EXERCISE DIRECTIONS — Reproduce every line of the listing below character for character, changing nothing.

(Dataset listing)
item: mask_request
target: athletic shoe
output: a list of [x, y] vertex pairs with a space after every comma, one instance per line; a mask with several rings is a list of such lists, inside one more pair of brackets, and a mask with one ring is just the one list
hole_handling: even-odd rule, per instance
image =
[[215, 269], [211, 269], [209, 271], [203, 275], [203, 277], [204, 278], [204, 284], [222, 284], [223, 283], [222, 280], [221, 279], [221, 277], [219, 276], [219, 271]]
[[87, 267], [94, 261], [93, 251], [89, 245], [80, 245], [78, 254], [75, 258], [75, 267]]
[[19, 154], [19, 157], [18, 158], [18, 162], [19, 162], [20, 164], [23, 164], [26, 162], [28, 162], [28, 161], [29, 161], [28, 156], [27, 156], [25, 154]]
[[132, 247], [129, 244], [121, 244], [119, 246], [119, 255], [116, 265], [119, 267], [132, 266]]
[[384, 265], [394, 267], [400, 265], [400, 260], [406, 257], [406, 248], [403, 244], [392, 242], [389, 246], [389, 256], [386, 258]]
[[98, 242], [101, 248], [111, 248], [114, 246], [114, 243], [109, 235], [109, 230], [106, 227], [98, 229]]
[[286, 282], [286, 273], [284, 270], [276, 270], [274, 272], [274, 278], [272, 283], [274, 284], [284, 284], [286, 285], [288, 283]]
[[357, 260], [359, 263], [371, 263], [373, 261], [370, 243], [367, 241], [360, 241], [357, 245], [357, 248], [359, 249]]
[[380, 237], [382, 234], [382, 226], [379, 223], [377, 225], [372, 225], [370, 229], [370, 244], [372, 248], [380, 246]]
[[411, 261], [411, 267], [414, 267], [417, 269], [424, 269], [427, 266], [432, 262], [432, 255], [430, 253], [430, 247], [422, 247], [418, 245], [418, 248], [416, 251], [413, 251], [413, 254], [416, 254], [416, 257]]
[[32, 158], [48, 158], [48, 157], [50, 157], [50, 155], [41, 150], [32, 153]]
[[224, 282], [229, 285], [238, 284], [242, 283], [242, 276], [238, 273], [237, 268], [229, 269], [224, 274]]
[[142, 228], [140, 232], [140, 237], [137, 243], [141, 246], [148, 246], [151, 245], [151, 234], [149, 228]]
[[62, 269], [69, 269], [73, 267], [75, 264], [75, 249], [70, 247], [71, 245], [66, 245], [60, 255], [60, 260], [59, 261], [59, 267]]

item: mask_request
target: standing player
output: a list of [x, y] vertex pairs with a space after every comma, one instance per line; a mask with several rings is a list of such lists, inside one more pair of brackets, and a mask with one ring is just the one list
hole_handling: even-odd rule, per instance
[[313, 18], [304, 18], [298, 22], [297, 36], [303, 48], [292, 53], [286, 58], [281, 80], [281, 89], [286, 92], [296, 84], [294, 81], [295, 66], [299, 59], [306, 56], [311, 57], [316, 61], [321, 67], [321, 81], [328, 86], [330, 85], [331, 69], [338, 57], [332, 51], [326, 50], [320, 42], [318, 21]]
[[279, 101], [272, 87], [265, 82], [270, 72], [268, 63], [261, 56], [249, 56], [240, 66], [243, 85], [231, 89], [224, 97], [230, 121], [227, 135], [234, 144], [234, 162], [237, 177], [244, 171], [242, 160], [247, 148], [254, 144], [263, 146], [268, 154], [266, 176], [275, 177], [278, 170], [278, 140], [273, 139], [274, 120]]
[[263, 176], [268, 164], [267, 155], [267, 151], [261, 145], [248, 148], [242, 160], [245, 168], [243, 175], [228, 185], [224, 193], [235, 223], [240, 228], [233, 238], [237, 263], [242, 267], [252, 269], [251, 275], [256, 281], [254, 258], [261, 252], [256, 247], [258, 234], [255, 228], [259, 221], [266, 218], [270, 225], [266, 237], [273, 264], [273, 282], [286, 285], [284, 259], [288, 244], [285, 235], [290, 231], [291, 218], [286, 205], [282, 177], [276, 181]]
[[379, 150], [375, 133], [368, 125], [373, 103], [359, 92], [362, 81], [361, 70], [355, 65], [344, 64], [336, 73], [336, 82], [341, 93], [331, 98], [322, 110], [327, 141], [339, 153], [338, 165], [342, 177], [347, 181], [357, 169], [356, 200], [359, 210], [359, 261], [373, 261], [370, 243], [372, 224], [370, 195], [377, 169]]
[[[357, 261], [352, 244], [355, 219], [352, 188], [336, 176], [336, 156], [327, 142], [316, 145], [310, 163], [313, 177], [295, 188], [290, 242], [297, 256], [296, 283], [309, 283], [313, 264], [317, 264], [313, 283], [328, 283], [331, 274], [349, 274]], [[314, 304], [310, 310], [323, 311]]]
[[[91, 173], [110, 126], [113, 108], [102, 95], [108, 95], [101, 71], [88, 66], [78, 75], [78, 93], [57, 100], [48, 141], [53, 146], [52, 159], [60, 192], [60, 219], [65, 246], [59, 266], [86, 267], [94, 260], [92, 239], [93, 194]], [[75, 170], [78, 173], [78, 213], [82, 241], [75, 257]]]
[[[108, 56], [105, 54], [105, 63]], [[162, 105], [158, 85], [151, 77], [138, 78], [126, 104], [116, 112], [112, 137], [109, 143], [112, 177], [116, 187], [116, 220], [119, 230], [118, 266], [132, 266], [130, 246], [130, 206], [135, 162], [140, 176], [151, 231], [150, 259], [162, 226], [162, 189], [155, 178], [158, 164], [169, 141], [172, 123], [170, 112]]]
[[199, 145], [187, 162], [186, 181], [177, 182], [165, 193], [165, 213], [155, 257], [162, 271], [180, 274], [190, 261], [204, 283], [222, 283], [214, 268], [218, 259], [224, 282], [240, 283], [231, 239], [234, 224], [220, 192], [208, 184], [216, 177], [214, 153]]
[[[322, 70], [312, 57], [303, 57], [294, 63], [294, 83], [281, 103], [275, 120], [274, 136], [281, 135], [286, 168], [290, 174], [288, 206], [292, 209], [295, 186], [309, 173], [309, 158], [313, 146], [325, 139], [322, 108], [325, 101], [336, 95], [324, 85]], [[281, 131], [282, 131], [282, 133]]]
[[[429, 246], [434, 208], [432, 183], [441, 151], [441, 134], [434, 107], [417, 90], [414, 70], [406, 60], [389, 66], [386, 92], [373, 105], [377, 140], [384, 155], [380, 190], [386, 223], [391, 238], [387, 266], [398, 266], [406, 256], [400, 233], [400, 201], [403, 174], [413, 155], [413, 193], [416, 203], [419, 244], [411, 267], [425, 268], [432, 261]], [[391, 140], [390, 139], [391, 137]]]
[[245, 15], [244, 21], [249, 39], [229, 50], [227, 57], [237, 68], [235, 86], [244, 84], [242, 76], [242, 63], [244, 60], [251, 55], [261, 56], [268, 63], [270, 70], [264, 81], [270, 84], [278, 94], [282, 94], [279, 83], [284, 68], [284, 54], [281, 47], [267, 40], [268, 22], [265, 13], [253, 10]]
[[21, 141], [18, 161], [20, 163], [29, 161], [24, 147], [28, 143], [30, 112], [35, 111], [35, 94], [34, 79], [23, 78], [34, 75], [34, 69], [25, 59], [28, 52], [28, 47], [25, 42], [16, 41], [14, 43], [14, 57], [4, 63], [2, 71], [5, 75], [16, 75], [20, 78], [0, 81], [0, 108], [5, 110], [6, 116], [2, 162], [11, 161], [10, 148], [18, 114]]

SOLUTION FOR THIS TASK —
item: mask_request
target: athletic shoe
output: a list of [x, y] vertex pairs with a space after every comma, one instance per line; a mask with several rings is a list of such lists, inside one more pair of brackets, and a mask with one ring is just the one list
hole_handling: even-odd rule, per instance
image =
[[215, 269], [211, 269], [209, 271], [203, 275], [203, 277], [204, 278], [204, 284], [222, 284], [223, 283], [222, 280], [221, 279], [221, 277], [219, 276], [219, 271]]
[[87, 267], [94, 261], [93, 251], [89, 245], [80, 245], [78, 254], [75, 258], [75, 267]]
[[19, 154], [19, 157], [18, 158], [18, 162], [19, 162], [20, 164], [23, 164], [26, 162], [28, 162], [28, 161], [29, 161], [28, 156], [27, 156], [25, 154]]
[[132, 247], [129, 244], [121, 244], [119, 246], [119, 255], [116, 265], [119, 267], [132, 266]]
[[384, 265], [394, 267], [400, 265], [400, 260], [406, 257], [406, 248], [403, 244], [392, 242], [389, 246], [389, 256], [386, 258]]
[[98, 242], [101, 248], [111, 248], [114, 246], [114, 243], [109, 235], [109, 230], [106, 227], [98, 229]]
[[286, 282], [286, 273], [284, 270], [276, 270], [274, 272], [274, 278], [272, 283], [274, 284], [284, 284], [286, 285], [288, 283]]
[[357, 260], [359, 263], [371, 263], [373, 261], [370, 243], [367, 241], [360, 241], [357, 245], [357, 248], [359, 249]]
[[380, 237], [382, 234], [382, 226], [379, 223], [377, 225], [372, 225], [370, 229], [370, 244], [372, 248], [380, 246]]
[[411, 261], [411, 267], [414, 267], [417, 269], [424, 269], [427, 266], [432, 262], [432, 255], [430, 253], [430, 247], [422, 247], [418, 245], [418, 248], [416, 251], [413, 251], [413, 254], [416, 254], [416, 257]]
[[32, 158], [48, 158], [48, 157], [50, 157], [50, 155], [41, 150], [32, 153]]
[[224, 282], [229, 285], [238, 284], [242, 283], [242, 276], [238, 273], [237, 268], [229, 269], [224, 274]]
[[142, 228], [140, 232], [140, 237], [137, 243], [141, 246], [148, 246], [151, 245], [151, 234], [149, 228]]
[[62, 269], [69, 269], [73, 267], [75, 264], [75, 249], [70, 247], [71, 245], [66, 245], [60, 255], [60, 260], [59, 261], [59, 267]]

item: mask_request
target: standing player
output: a list of [x, y] vertex pairs with a space after every comma, one instance per line; a mask with several rings is a list of such lists, inside one more pair of brackets, and a mask with one ring is just the one list
hole_handling: even-odd rule, per instance
[[313, 18], [304, 18], [298, 22], [297, 36], [303, 48], [292, 53], [286, 58], [281, 80], [281, 89], [286, 92], [296, 84], [294, 81], [295, 66], [299, 59], [306, 56], [311, 57], [316, 61], [321, 67], [321, 81], [328, 86], [330, 85], [331, 69], [338, 57], [332, 51], [326, 50], [320, 42], [318, 21]]
[[279, 101], [272, 87], [265, 82], [270, 72], [268, 63], [261, 56], [249, 56], [240, 66], [243, 85], [231, 89], [224, 97], [230, 121], [227, 135], [234, 144], [234, 162], [237, 177], [244, 171], [242, 160], [247, 148], [254, 144], [263, 146], [268, 154], [266, 176], [275, 177], [278, 170], [278, 140], [273, 139], [274, 120]]
[[263, 176], [268, 164], [267, 155], [267, 151], [261, 145], [248, 148], [242, 160], [245, 168], [243, 175], [228, 185], [224, 193], [235, 223], [240, 228], [233, 238], [237, 263], [242, 267], [252, 269], [251, 275], [256, 281], [254, 258], [261, 252], [256, 247], [258, 234], [255, 228], [259, 221], [266, 218], [270, 225], [266, 237], [273, 264], [273, 282], [286, 285], [284, 259], [288, 244], [285, 235], [290, 231], [291, 218], [286, 205], [282, 177], [276, 181]]
[[379, 150], [375, 133], [368, 125], [373, 103], [359, 92], [362, 81], [361, 70], [355, 65], [344, 64], [336, 73], [336, 82], [341, 93], [331, 98], [322, 110], [327, 141], [339, 153], [338, 165], [342, 177], [347, 181], [357, 169], [356, 200], [359, 210], [359, 261], [373, 261], [370, 243], [372, 224], [370, 195], [377, 169]]
[[[357, 261], [352, 244], [355, 219], [352, 188], [336, 176], [336, 156], [327, 142], [316, 145], [310, 163], [313, 177], [295, 188], [290, 242], [297, 256], [296, 283], [309, 283], [313, 264], [317, 264], [313, 283], [328, 283], [331, 274], [349, 274]], [[314, 304], [310, 310], [323, 311]]]
[[[91, 173], [110, 126], [113, 108], [102, 95], [108, 95], [101, 71], [88, 66], [78, 75], [78, 93], [57, 100], [48, 141], [53, 146], [52, 159], [60, 192], [60, 219], [65, 246], [59, 266], [86, 267], [94, 260], [92, 239], [93, 194]], [[75, 170], [78, 173], [78, 213], [82, 241], [75, 257]]]
[[[108, 56], [105, 54], [105, 63]], [[162, 105], [158, 85], [151, 77], [138, 78], [126, 104], [116, 112], [112, 137], [109, 143], [112, 177], [116, 187], [116, 220], [119, 230], [118, 266], [132, 266], [130, 246], [130, 206], [135, 162], [140, 176], [151, 231], [150, 259], [162, 226], [162, 189], [155, 178], [158, 164], [169, 141], [172, 123], [170, 112]]]
[[199, 145], [187, 162], [186, 181], [177, 182], [165, 193], [165, 213], [155, 257], [162, 271], [180, 274], [190, 261], [204, 283], [222, 283], [214, 268], [218, 259], [224, 282], [240, 283], [231, 239], [234, 224], [220, 192], [208, 184], [216, 177], [214, 153]]
[[[322, 70], [312, 57], [303, 57], [294, 63], [294, 83], [281, 103], [275, 120], [274, 136], [281, 135], [286, 168], [290, 174], [288, 206], [292, 209], [295, 186], [309, 173], [309, 158], [313, 146], [325, 139], [322, 108], [325, 101], [336, 95], [324, 85]], [[281, 131], [282, 131], [282, 133]]]
[[[429, 246], [434, 208], [432, 183], [441, 151], [441, 134], [434, 107], [417, 90], [414, 70], [406, 60], [389, 66], [386, 92], [373, 105], [377, 140], [384, 155], [380, 190], [386, 223], [391, 238], [387, 266], [398, 266], [406, 256], [400, 233], [400, 201], [403, 174], [413, 155], [413, 193], [416, 203], [419, 244], [411, 267], [425, 268], [432, 261]], [[391, 140], [390, 139], [391, 137]]]
[[245, 15], [244, 21], [249, 39], [229, 50], [227, 57], [237, 68], [235, 86], [244, 84], [242, 76], [242, 63], [244, 60], [251, 55], [261, 56], [268, 63], [270, 70], [264, 81], [270, 84], [278, 94], [282, 94], [279, 83], [284, 68], [284, 54], [281, 47], [267, 40], [268, 22], [265, 13], [253, 10]]
[[21, 141], [18, 161], [20, 163], [29, 161], [24, 147], [28, 143], [30, 112], [35, 111], [35, 94], [34, 79], [23, 78], [34, 75], [34, 69], [25, 59], [28, 52], [28, 47], [25, 42], [16, 41], [14, 43], [14, 57], [4, 63], [2, 71], [5, 75], [16, 75], [20, 78], [0, 81], [0, 108], [5, 110], [6, 116], [2, 162], [11, 161], [10, 148], [18, 114]]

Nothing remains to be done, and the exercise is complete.